> Problem description: Present every line of the records below as a numbered list, omitting blank lines and leaving the pictures out of the answer.

==== Listed entries ====

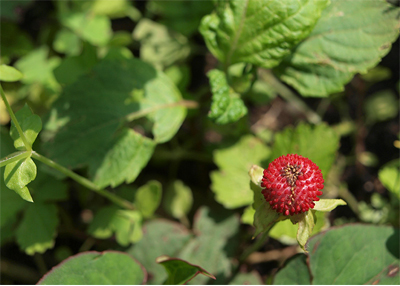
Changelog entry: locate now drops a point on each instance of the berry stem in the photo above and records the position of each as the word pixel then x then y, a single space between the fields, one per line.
pixel 256 245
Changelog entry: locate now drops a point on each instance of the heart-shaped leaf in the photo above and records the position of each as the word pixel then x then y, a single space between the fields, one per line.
pixel 180 271
pixel 92 267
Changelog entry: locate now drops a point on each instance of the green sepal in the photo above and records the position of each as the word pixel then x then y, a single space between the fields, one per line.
pixel 327 205
pixel 18 174
pixel 8 73
pixel 306 226
pixel 30 123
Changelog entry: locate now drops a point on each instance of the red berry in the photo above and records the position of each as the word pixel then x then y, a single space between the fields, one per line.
pixel 292 183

====

> Task response:
1. Changelog entry: locate now drops a point on each instance of the berry stem in the photo above and records the position of each as the word pixel then x then y, a single space between the fields, one per line.
2. pixel 256 245
3. Changelog entry: locate now drops a point on each instance of the heart-shaped leaf in the photo above and records the position of each as the word pixel then x then y, a single space between the fields, one per line.
4. pixel 180 271
5. pixel 92 267
6. Changelog entry: locate now drops a point on each instance of the green sepal in the photo above and records the position of each as the word pixel then x then y, a single space between the fields, one per line.
7. pixel 327 205
8. pixel 18 174
9. pixel 8 73
10. pixel 306 226
11. pixel 30 123
12. Changelog entry: locate now drops a point on each instance of the red berry in the photo above and records the position of each as the word pixel then x then y, a single space between the fields, one per line.
13. pixel 292 183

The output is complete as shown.